↓

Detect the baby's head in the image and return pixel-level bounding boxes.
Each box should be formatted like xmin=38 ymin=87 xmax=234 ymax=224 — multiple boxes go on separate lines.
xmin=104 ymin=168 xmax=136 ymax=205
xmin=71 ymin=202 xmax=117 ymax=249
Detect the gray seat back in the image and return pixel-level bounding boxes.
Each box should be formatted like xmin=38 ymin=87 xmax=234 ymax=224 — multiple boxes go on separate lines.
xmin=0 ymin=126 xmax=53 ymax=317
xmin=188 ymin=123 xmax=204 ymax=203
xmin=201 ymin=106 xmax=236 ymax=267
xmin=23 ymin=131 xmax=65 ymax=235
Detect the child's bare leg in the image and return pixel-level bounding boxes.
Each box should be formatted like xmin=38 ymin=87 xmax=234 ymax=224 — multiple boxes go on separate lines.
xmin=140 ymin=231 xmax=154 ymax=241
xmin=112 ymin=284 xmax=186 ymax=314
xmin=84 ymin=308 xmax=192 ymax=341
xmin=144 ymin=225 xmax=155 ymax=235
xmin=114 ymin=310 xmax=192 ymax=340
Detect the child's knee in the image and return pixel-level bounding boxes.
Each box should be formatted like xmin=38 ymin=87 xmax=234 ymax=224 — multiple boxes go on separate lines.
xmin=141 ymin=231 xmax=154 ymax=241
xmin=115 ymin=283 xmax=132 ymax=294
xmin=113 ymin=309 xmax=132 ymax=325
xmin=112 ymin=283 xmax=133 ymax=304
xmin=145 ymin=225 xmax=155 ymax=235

↑

**Work instruction:** Check the listing above for "child". Show every line where it turns up.

**Solution:**
Detect the child's bare leg in the image and return pixel-level bounding boxes.
Detect the child's knee in the image and return pixel-level bounding boxes.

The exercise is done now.